── Estratto della pagina ──

Purtroppo nella narrazione prevale la paura. Vuoi quella dell'incubo sotteso di non poter più prendere l’auto perché si chiudono anzitempo i rubinetti di una ventina di piattaforme. Vuoi quello dei posti di lavoro che qui vengono artatamente utilizzati, ma altrove dimenticati (quanti posti di lavoro si bruciano in agricoltura quando si costruiscono inutili strade e autostrade? Quanto lavoro di qualità si potrebbe generare recuperando il nostro patrimonio artistico? Quanto lavoro in più nel settore delle rinnovabili?).
Il rischio di incidente petrolifero è pregiudizialmente non considerato perché, si dice, senza provarlo, che non può accadere e che comunque le navi cariche di greggio in arrivo nei porti sono ben più pericolose (beh, ma allora perché non provvedete comunque visto che ne arrivano a migliaia già oggi?). E via di questo passo lavorando solo su alcuni selezionati argomenti.
Ma c’è qualcosa che ascolto poco nel dibattito e che vorrei invece ribadire perché mi sembra quasi più importante e per cui vorrei che tutti addirittura corressero a votare. Quella del 17 aprile è una piccola ma significativa prova generale per far crescere il nostro pensiero ambientale e per far crescere la nostra coscienza collettiva su questo tema. Dire "Sì" significa togliere un po’ di bavaglio al pensiero ecologico dandogli più voce e forza, strappandolo dall’angolino in cui sistematicamente viene ficcato, deridendolo anziché capire che va trattato con la dignità che merita e considerato come una fonte di spunti e percorsi anticrisi capace di rigenerare la politica italiana. E la politica farebbe bene a interrogarsi profondamente sulla questione.

───
── Dati forniti ──

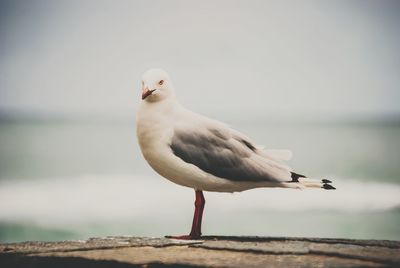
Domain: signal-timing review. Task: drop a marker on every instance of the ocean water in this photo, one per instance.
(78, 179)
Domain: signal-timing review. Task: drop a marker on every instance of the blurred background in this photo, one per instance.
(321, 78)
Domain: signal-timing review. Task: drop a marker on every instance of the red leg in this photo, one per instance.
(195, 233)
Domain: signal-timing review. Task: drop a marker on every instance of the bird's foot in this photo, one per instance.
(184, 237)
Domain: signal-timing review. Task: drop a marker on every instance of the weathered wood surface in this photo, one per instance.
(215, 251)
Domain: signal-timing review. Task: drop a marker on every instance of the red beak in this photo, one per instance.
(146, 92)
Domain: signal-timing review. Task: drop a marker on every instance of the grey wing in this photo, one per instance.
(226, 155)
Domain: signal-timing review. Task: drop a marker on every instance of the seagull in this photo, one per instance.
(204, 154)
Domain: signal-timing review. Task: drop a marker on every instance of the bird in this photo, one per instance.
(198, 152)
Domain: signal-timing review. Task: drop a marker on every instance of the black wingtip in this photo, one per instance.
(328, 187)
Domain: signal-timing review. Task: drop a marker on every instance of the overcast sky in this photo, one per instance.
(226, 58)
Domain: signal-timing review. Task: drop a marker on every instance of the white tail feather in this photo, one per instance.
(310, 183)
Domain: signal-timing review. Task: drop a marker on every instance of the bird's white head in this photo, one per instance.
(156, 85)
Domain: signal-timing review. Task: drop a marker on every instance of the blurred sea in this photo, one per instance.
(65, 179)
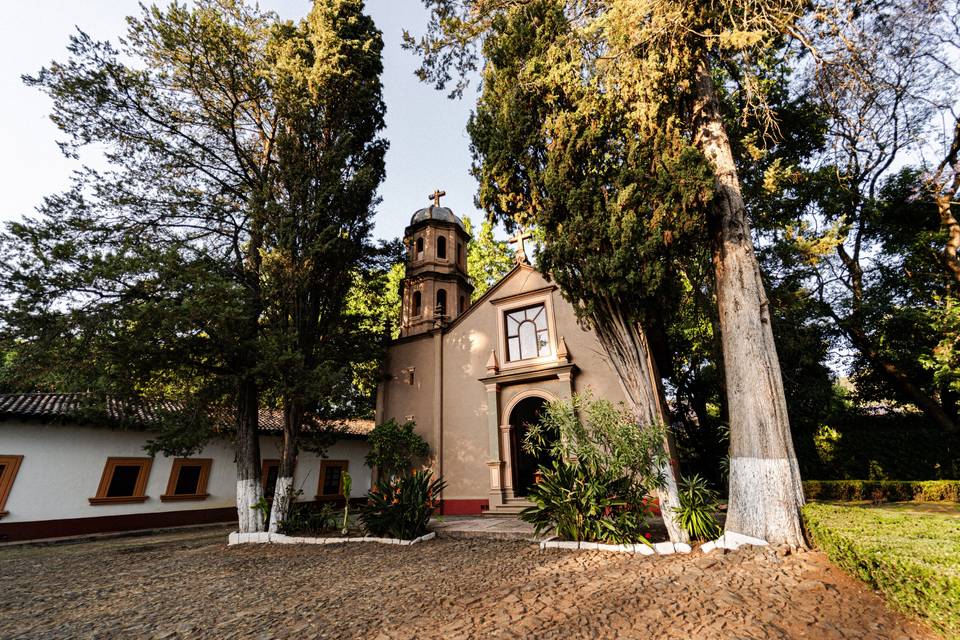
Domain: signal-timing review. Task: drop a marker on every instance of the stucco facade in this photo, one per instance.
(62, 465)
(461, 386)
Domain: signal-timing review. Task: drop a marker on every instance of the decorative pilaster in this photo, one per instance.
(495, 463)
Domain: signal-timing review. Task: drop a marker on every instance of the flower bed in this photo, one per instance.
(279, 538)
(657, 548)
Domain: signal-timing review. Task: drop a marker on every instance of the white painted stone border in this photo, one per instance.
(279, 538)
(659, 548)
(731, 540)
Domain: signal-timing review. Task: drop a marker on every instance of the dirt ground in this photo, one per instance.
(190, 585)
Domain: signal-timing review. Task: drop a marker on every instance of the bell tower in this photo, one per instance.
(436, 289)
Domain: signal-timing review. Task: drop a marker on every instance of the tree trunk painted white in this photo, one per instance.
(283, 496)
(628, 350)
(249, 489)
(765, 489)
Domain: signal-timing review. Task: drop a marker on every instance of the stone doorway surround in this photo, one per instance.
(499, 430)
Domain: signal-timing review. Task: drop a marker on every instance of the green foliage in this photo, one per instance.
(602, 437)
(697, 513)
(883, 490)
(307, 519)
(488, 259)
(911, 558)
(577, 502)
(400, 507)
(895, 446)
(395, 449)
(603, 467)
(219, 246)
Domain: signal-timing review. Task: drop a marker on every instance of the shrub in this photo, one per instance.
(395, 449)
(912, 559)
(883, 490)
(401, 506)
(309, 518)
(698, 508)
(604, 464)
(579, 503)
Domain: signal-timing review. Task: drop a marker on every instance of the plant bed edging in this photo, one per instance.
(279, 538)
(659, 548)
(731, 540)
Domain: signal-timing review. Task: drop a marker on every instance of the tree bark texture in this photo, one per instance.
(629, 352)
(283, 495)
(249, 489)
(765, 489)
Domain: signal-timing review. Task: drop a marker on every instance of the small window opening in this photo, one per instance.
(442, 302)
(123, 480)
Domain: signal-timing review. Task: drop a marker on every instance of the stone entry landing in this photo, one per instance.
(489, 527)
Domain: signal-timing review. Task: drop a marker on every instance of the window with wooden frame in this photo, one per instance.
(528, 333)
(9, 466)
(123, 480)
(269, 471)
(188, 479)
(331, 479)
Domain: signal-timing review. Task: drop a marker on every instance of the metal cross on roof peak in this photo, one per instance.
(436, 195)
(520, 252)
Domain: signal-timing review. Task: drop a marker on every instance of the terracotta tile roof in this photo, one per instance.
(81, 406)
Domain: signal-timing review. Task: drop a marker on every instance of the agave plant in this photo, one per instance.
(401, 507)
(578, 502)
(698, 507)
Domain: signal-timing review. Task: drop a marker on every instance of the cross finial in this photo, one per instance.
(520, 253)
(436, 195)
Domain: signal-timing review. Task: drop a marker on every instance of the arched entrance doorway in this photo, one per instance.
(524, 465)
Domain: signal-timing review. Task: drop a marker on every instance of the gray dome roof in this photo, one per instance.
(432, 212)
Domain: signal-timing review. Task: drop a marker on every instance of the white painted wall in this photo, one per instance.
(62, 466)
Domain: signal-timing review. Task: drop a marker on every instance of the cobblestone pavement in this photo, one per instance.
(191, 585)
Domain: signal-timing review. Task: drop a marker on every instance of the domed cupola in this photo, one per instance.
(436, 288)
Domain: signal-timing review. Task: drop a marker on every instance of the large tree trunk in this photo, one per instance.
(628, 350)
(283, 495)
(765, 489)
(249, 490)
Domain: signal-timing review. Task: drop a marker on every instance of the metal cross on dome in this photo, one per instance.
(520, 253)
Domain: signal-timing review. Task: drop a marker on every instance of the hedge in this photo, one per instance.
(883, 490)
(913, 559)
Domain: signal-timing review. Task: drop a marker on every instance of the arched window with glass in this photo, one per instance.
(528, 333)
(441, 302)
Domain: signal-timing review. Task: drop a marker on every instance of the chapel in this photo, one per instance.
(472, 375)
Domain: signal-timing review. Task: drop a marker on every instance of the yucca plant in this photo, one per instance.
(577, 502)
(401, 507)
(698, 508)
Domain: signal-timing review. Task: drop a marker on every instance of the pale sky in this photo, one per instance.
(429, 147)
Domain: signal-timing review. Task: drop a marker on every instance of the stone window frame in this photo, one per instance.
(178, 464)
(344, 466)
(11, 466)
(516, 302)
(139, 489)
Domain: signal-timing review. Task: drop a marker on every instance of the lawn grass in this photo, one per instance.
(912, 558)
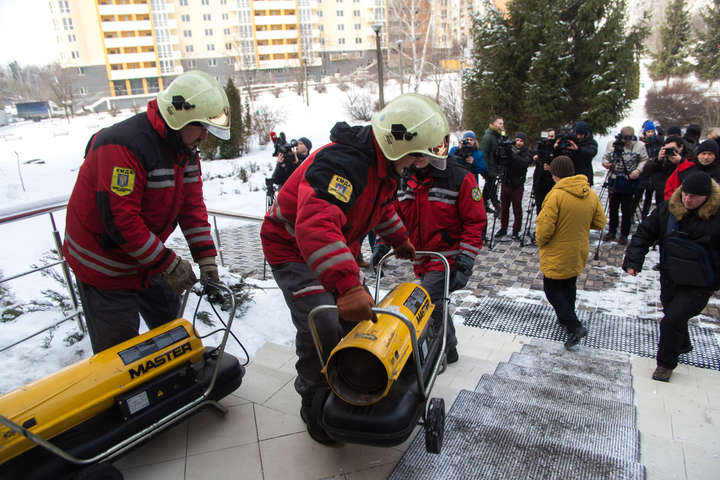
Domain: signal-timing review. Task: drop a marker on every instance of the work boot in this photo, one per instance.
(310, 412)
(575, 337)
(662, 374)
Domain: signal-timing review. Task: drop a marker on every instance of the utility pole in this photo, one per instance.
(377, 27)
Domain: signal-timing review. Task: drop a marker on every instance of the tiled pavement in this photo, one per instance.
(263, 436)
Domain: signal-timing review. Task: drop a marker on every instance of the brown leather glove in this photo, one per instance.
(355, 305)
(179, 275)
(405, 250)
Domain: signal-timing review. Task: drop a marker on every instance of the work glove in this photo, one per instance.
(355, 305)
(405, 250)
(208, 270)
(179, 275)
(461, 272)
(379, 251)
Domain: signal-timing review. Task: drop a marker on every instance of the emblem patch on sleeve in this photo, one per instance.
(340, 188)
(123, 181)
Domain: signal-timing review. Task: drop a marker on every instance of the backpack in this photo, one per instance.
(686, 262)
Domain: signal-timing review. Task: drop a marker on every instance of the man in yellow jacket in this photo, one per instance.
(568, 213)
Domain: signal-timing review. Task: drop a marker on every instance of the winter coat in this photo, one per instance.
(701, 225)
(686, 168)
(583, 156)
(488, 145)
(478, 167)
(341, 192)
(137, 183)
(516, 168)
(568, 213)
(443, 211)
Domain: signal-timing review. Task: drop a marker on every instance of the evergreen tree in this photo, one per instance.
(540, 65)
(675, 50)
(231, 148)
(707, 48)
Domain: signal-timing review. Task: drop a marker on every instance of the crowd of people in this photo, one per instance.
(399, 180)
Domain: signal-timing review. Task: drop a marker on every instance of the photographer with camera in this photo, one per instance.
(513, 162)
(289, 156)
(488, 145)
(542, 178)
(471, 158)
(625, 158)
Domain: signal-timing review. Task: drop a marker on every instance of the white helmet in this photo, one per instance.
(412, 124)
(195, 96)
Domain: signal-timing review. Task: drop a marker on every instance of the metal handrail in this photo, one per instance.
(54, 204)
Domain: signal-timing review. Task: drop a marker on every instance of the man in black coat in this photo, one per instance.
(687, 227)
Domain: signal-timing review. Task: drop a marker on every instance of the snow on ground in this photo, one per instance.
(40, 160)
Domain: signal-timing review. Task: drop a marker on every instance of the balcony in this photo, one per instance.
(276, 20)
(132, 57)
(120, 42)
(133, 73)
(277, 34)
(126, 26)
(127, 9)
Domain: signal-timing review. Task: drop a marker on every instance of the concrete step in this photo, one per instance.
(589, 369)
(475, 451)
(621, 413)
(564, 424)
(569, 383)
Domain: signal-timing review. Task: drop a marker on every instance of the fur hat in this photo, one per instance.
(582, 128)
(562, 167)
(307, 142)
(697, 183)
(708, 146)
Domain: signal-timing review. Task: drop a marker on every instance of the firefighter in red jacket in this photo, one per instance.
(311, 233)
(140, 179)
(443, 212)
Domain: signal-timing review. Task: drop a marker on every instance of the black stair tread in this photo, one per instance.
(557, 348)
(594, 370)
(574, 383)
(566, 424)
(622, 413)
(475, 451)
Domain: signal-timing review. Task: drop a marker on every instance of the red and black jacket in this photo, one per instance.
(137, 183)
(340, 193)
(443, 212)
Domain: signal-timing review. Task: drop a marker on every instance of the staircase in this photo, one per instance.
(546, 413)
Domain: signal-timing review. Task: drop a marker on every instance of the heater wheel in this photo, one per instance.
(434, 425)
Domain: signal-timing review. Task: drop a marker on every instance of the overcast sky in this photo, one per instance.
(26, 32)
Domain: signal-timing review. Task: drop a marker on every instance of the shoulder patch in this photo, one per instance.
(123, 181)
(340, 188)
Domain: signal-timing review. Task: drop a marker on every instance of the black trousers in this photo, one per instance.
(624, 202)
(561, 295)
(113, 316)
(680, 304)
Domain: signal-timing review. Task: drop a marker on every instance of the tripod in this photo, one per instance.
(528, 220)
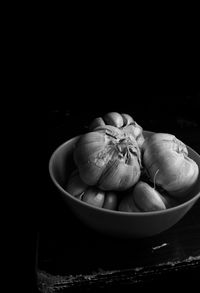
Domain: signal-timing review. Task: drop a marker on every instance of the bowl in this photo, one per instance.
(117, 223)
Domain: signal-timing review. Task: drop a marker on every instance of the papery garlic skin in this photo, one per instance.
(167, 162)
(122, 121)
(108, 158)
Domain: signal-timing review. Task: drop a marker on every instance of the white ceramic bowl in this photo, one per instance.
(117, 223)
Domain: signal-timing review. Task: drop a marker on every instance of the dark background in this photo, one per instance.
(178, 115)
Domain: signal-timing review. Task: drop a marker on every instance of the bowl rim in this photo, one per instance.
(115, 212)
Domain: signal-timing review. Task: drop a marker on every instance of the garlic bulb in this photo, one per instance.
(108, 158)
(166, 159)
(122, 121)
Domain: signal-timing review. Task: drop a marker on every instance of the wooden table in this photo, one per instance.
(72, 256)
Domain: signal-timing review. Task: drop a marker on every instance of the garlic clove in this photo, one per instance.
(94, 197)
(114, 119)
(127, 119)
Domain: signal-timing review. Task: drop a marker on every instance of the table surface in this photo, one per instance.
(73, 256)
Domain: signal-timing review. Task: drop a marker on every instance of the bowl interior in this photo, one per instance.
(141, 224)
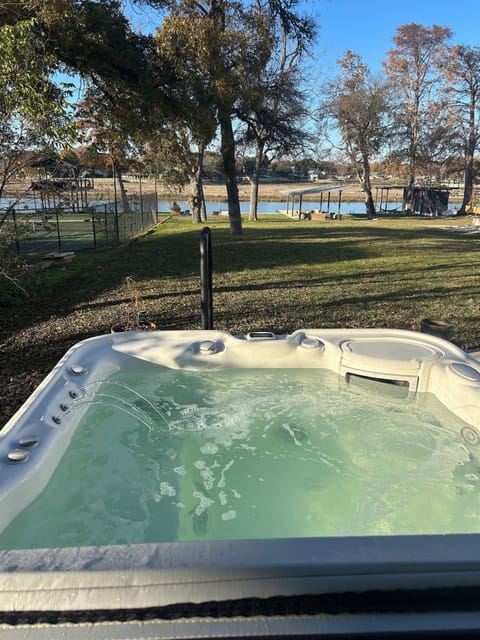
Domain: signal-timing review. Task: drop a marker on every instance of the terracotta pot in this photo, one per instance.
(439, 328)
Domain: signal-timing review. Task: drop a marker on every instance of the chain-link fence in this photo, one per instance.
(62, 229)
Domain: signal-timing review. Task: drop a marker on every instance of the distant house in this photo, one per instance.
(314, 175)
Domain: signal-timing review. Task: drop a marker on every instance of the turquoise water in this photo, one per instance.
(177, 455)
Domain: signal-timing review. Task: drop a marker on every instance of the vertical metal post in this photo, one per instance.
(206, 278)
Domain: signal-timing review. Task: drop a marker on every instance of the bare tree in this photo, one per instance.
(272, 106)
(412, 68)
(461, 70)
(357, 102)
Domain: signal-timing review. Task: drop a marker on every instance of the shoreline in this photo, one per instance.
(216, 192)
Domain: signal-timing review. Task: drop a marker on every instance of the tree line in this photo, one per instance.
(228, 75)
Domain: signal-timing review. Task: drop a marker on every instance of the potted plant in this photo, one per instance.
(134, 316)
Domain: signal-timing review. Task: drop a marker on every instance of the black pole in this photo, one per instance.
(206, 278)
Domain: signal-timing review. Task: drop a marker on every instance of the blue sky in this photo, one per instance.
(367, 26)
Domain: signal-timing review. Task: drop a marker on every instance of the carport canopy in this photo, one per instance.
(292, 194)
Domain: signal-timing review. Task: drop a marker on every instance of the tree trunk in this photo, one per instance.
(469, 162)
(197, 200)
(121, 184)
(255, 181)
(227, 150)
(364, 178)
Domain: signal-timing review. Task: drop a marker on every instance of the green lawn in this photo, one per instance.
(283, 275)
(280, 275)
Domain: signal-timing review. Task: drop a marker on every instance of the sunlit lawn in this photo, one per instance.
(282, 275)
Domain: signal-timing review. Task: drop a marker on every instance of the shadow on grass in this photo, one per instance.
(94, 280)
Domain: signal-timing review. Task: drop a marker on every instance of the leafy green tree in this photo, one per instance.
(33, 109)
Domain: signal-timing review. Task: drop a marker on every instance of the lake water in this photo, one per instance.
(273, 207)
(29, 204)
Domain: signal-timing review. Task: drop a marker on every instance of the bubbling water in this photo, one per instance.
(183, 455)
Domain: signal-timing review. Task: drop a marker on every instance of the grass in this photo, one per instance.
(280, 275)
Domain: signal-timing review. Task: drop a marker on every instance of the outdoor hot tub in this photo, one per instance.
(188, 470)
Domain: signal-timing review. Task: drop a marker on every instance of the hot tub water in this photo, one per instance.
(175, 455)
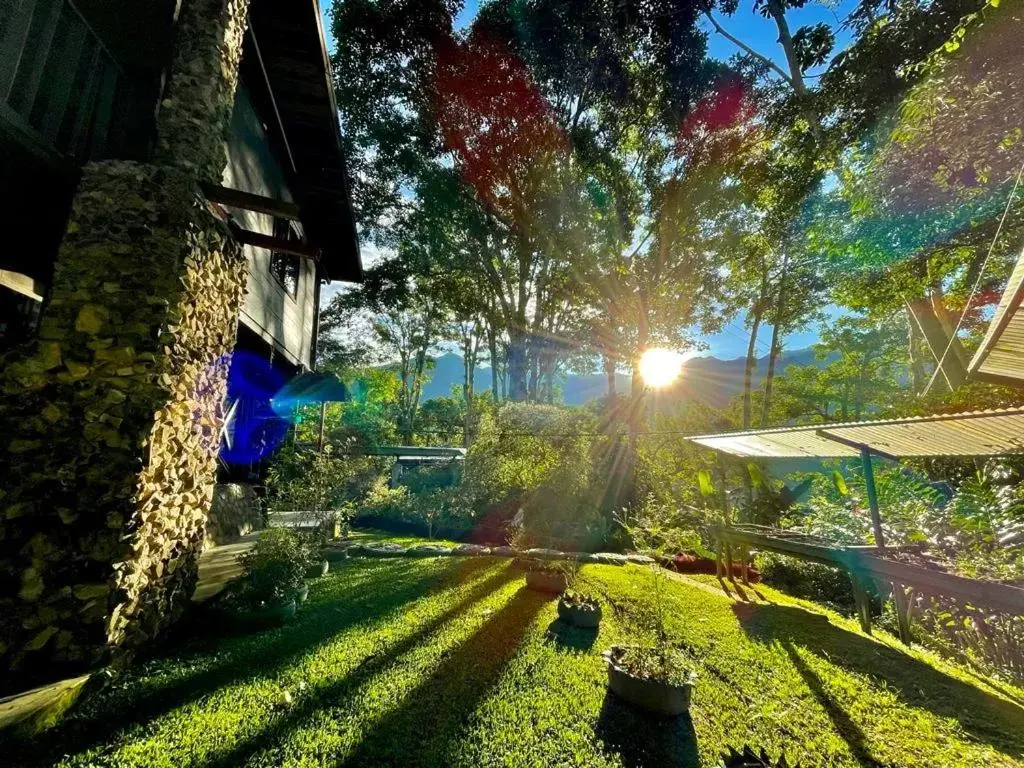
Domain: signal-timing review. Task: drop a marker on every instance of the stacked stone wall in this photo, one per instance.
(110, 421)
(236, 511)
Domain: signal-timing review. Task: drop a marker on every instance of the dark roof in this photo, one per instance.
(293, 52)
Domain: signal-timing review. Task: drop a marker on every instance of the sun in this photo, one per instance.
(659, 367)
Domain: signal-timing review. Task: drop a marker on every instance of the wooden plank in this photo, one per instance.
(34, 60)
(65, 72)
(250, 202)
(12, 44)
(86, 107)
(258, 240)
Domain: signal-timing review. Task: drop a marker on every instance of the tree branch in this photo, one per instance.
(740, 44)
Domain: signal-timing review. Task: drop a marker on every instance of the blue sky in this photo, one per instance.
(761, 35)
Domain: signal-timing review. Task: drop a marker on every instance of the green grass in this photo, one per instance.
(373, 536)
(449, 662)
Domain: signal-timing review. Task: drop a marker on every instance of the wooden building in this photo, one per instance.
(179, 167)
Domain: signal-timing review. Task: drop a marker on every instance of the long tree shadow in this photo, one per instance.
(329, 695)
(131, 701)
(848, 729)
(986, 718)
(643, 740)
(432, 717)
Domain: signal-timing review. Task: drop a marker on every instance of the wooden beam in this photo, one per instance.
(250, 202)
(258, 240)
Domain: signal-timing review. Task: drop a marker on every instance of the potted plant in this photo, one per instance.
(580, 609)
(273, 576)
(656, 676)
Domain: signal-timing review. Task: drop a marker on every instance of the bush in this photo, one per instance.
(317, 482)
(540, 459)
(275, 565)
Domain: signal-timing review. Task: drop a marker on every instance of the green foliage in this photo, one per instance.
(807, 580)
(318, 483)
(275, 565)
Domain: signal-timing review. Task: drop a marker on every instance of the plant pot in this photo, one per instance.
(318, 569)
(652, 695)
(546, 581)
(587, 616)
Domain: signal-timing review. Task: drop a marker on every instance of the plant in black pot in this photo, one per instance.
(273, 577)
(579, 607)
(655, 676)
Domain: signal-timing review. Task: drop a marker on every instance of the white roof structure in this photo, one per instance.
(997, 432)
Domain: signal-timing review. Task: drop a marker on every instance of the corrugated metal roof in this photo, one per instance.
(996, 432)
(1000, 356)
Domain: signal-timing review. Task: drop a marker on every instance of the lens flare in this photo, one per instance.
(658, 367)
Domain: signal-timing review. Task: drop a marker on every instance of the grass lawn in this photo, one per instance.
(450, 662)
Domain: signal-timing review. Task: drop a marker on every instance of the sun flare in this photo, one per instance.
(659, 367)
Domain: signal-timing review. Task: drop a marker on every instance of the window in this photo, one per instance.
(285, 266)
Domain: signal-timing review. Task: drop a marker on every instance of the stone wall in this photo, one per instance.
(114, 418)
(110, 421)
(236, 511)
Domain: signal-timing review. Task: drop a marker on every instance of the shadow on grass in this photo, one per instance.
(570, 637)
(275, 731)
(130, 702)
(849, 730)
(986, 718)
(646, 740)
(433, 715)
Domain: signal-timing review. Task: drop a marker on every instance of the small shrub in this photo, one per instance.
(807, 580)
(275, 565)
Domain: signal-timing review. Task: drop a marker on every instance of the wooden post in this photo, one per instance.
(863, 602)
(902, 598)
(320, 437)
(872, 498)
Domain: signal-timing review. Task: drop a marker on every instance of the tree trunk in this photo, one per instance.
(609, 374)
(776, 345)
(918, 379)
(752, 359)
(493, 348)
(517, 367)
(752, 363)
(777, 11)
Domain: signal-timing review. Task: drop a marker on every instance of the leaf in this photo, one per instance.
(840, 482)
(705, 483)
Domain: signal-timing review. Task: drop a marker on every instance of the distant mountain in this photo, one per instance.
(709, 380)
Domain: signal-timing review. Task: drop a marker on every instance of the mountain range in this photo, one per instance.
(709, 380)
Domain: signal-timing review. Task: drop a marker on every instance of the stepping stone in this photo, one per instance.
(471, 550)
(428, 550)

───

● **Istruzioni**
[1] Estrai dall'estratto della pagina, senza alcuna modifica, il brano che va da "Ma c’è qualcosa" fino a "profondamente sulla questione.".
[2] Tra le righe che seguono l'estratto della pagina, ricopia tali e quali quelle che vanno dalla riga con "green grass in this photo, one per instance." alla riga con "(1000, 356)", entrambe comprese.

● **Risultati in ordine**
[1]
Ma c’è qualcosa che ascolto poco nel dibattito e che vorrei invece ribadire perché mi sembra quasi più importante e per cui vorrei che tutti addirittura corressero a votare. Quella del 17 aprile è una piccola ma significativa prova generale per far crescere il nostro pensiero ambientale e per far crescere la nostra coscienza collettiva su questo tema. Dire "Sì" significa togliere un po’ di bavaglio al pensiero ecologico dandogli più voce e forza, strappandolo dall’angolino in cui sistematicamente viene ficcato, deridendolo anziché capire che va trattato con la dignità che merita e considerato come una fonte di spunti e percorsi anticrisi capace di rigenerare la politica italiana. E la politica farebbe bene a interrogarsi profondamente sulla questione.

[2]
Domain: signal-timing review. Task: drop a marker on every instance of the green grass in this photo, one per instance.
(373, 536)
(449, 662)
Domain: signal-timing review. Task: drop a marker on every instance of the wooden building in this photo, one per instance.
(179, 167)
Domain: signal-timing review. Task: drop a marker on every instance of the long tree shadow in this photo, one per instance.
(329, 695)
(131, 701)
(848, 729)
(986, 718)
(643, 740)
(432, 717)
Domain: signal-timing review. Task: drop a marker on every instance of the wooden beam in this photo, one per instance.
(250, 202)
(258, 240)
Domain: signal-timing review. Task: drop a marker on every instance of the potted plant in this photo, one per instance.
(580, 609)
(273, 576)
(656, 676)
Domain: signal-timing review. Task: drop a marker on every instance of the bush in this photo, one per instance.
(317, 482)
(540, 459)
(275, 565)
Domain: signal-timing review. Task: drop a marker on every instance of the green foliage in this photo, one per instance.
(807, 580)
(318, 483)
(275, 565)
Domain: signal-timing review. Task: drop a marker on every instance of the plant pot in this photo, one per instance.
(318, 569)
(652, 695)
(546, 581)
(587, 616)
Domain: signal-timing review. Task: drop a marker on every instance of the plant in black pot in this photo, one per instance.
(273, 577)
(579, 607)
(655, 676)
Domain: signal-timing review. Task: drop a marker on every instance of the white roof structure in this photo, one per instance.
(997, 432)
Domain: signal-timing review. Task: drop a marker on every instance of the corrugated metal roof in this photo, one per instance.
(996, 432)
(1000, 356)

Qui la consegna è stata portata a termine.